**Exercise brief:** Copy the rows exactly, starting at the line with "Would you mind pointing to the leafy" and continuing through the last of the rows.

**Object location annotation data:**
..............................

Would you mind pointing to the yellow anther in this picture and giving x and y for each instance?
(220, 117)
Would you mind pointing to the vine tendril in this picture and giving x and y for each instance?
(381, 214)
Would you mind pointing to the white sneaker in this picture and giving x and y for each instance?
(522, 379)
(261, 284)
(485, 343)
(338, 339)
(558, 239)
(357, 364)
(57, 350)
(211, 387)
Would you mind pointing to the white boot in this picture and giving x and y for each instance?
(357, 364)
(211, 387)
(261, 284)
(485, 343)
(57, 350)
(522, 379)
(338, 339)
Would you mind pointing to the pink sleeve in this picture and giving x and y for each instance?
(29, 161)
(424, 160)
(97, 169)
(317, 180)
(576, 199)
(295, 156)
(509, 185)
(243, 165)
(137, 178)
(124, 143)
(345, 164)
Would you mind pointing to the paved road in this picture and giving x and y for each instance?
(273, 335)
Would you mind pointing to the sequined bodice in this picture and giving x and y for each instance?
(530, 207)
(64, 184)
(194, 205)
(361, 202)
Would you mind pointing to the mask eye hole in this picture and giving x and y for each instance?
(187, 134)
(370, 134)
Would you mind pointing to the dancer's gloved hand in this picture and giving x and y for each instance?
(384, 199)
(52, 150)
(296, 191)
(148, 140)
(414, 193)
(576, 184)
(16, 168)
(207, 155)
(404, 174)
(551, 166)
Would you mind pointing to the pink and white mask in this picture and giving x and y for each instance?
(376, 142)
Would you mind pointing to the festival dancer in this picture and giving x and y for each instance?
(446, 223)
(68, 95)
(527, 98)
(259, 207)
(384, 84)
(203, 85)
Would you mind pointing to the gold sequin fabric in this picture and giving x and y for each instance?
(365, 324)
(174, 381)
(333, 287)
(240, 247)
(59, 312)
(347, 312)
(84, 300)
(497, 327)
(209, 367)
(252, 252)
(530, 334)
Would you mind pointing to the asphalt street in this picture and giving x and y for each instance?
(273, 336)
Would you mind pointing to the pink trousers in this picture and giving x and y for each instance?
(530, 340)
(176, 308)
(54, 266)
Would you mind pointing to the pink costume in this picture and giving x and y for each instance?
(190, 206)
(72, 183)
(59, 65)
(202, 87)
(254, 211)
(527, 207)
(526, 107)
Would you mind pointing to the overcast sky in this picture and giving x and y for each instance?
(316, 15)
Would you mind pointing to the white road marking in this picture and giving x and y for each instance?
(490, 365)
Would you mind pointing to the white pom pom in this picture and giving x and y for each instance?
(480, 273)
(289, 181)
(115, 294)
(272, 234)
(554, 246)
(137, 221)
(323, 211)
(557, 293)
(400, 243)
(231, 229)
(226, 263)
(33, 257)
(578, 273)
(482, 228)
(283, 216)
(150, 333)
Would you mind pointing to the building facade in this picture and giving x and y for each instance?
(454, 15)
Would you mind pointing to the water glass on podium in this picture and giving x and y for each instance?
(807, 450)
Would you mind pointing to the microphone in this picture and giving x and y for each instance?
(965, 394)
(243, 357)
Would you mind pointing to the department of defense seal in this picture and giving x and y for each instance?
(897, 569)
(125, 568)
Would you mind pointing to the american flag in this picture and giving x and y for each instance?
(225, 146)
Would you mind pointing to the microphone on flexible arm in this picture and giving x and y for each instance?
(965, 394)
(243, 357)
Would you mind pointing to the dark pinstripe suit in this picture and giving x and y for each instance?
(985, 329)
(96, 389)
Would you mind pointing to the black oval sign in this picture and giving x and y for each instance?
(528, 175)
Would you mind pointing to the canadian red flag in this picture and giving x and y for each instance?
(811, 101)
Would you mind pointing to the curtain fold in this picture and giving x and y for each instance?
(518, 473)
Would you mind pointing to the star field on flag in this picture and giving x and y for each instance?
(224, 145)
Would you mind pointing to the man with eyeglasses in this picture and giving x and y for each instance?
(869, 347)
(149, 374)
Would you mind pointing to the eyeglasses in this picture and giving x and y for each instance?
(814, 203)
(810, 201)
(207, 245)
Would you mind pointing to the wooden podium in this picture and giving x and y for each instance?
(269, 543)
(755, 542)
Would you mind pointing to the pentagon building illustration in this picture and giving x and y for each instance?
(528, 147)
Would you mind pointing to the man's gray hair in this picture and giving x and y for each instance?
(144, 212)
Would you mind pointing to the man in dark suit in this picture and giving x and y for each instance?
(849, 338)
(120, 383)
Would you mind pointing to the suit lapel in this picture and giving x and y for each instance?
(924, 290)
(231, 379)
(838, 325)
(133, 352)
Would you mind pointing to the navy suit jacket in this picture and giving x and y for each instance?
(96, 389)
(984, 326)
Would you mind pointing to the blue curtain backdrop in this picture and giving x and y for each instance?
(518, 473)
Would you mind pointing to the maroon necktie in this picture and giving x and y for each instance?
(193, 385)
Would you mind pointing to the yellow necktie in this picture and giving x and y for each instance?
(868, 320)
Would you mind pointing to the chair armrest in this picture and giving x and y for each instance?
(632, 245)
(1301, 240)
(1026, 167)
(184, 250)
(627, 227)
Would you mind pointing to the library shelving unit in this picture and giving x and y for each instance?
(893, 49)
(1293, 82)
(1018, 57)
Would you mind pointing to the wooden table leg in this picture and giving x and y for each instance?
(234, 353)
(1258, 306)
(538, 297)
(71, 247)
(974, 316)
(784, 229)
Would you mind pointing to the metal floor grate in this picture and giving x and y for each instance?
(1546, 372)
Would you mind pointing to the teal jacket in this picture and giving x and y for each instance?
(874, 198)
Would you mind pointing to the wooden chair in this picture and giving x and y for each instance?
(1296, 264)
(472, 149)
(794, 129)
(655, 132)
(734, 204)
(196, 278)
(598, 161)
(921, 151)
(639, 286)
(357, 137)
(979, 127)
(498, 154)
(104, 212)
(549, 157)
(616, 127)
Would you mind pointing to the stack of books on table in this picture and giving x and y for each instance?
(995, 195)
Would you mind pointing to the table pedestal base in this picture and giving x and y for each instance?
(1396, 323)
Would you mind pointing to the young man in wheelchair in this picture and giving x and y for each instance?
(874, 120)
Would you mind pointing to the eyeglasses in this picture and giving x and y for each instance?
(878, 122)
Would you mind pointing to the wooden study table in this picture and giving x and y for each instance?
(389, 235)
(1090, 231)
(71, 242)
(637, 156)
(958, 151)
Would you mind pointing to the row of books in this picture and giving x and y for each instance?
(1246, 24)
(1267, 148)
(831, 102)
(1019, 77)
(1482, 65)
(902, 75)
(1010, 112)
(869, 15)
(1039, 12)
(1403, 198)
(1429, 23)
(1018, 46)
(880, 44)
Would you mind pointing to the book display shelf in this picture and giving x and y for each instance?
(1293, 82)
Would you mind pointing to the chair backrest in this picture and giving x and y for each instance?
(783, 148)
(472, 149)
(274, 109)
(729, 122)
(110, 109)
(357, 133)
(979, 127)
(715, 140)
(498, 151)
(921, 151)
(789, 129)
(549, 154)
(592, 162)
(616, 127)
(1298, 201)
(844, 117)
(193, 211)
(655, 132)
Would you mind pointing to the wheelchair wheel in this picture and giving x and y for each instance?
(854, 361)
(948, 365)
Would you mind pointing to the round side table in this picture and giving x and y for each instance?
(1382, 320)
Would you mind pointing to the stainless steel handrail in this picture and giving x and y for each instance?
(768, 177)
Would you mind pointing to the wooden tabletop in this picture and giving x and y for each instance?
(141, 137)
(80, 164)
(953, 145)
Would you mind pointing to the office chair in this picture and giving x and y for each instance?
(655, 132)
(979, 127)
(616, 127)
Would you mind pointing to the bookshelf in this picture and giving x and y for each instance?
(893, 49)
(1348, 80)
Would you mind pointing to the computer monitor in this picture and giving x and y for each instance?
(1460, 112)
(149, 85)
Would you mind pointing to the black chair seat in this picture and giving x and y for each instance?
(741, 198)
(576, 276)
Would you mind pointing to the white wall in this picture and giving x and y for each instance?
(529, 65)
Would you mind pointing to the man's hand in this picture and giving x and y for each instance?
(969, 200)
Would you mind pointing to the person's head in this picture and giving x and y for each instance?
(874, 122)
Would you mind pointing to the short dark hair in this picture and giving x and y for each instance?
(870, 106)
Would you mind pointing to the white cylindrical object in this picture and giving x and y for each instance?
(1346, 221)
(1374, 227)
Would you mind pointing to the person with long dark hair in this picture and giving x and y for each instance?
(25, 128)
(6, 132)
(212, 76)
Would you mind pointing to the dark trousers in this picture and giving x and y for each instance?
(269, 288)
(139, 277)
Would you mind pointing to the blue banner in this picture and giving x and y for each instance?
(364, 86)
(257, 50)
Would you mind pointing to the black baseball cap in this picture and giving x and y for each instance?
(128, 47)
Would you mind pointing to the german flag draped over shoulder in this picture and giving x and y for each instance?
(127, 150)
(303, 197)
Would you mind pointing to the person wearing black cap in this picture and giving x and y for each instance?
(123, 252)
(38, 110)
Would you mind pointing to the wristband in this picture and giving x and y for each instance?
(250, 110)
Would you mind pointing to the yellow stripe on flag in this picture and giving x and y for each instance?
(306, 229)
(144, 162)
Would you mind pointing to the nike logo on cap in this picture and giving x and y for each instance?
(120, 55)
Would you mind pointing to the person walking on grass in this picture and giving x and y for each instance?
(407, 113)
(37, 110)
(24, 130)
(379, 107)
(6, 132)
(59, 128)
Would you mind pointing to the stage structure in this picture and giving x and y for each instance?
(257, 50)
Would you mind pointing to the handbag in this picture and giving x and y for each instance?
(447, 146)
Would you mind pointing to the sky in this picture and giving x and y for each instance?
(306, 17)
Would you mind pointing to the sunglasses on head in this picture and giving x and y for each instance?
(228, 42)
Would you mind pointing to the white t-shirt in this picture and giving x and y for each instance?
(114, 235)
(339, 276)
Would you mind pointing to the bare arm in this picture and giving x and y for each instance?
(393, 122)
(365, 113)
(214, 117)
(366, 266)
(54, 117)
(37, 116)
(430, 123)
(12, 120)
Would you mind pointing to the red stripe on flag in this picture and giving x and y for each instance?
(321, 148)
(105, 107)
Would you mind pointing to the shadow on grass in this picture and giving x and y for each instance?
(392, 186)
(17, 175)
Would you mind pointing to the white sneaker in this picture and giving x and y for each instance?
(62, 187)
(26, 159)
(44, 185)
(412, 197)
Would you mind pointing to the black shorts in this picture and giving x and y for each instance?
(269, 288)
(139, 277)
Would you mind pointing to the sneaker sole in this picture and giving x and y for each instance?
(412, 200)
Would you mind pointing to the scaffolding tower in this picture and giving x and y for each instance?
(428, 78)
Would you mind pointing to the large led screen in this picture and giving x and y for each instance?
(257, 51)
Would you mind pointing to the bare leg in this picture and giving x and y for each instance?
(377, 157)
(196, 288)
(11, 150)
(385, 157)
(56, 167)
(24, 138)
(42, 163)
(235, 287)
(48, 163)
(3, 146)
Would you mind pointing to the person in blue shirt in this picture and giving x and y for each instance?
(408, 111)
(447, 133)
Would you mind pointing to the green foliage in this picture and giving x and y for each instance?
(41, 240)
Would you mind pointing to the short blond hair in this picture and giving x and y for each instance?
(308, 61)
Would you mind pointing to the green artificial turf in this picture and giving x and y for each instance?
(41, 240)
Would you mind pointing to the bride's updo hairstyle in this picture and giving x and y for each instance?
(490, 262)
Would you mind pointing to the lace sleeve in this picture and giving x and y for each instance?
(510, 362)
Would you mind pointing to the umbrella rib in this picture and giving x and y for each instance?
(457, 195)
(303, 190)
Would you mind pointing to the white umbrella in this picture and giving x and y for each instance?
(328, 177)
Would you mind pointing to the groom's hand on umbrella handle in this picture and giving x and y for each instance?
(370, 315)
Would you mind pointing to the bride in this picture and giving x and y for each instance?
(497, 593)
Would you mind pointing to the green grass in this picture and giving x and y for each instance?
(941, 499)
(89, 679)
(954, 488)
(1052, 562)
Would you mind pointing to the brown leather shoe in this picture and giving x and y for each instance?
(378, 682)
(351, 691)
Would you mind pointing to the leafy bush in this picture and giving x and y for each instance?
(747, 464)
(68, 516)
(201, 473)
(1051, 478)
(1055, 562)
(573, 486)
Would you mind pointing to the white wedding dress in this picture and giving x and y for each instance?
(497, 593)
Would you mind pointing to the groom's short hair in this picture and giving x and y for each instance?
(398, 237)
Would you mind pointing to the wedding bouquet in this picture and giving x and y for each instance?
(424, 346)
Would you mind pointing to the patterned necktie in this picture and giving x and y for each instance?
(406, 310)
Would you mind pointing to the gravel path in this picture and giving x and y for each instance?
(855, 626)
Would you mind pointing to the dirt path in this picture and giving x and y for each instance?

..............................

**Response:**
Would you mind pointing to the leafy bush in this picture and giving x and y for each instance?
(747, 464)
(68, 516)
(201, 473)
(1051, 478)
(1055, 562)
(573, 486)
Would you mind pointing to the white wedding dress in this picture and giving x and y for each instance?
(497, 593)
Would you mind pointing to the groom's short hair in this picture and giving x and y for each instance?
(398, 237)
Would you mind pointing to the wedding bouquet in this picture and giving x and y for each instance?
(424, 346)
Would you mind pointing to the patterned necktie in this picture and giving x and y for each instance?
(406, 310)
Would you mind pointing to the gravel path in this picture and giving x and y for each instance?
(855, 626)
Would you mind pointing to the dirt path in this picture and giving x and y for each instance?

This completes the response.